(Stored data entries)
══════════

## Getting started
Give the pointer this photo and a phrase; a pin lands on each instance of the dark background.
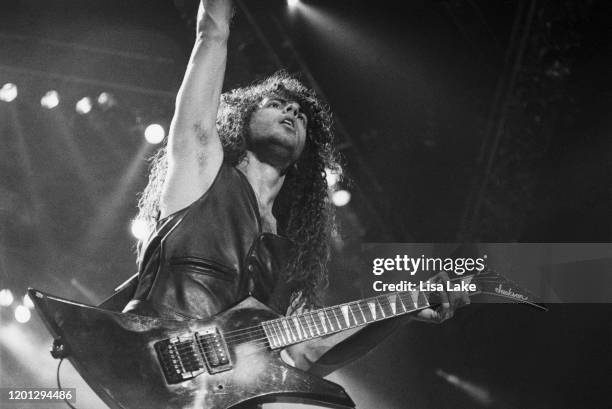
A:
(458, 120)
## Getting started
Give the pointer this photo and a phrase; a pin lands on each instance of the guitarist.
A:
(237, 201)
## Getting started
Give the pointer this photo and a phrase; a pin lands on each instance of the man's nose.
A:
(292, 107)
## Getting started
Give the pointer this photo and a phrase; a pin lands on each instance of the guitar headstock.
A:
(492, 283)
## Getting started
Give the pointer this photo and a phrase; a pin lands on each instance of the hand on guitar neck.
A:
(304, 354)
(450, 301)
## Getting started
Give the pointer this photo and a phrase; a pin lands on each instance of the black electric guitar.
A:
(233, 359)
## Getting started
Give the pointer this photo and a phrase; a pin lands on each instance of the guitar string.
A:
(359, 303)
(384, 297)
(243, 335)
(284, 335)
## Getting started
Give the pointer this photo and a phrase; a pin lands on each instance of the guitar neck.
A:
(286, 331)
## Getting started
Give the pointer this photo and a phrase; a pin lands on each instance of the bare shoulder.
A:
(191, 172)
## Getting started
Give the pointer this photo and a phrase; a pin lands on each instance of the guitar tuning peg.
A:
(58, 349)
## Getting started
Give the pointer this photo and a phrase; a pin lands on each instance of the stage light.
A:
(83, 106)
(332, 177)
(8, 92)
(341, 198)
(22, 314)
(6, 297)
(154, 134)
(106, 100)
(27, 301)
(50, 100)
(140, 229)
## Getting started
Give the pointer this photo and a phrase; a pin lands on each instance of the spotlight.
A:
(8, 92)
(140, 229)
(22, 314)
(341, 198)
(27, 301)
(154, 134)
(83, 106)
(50, 100)
(6, 297)
(106, 100)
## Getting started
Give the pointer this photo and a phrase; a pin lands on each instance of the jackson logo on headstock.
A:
(509, 293)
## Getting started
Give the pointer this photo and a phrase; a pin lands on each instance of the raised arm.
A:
(194, 149)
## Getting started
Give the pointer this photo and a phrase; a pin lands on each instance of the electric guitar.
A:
(229, 361)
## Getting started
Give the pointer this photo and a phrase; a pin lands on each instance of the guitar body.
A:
(121, 357)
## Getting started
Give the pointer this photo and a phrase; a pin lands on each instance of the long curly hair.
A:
(302, 208)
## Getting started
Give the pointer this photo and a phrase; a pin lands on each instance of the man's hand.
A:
(451, 300)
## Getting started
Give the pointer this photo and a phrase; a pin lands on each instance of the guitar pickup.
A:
(179, 358)
(214, 350)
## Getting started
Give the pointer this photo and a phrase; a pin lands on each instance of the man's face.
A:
(277, 131)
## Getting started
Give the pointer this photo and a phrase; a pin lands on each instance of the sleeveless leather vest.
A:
(212, 254)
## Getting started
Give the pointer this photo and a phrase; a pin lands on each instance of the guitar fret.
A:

══════════

## THE TASK
Pull out all lines from the entries above that include the word "electric".

## THE ANSWER
Give the pointer this photo and a phrase; a pin lands on each instance of the black electric guitar.
Give the pointer this photo and a phrase; a pin lands on each instance of the electric guitar.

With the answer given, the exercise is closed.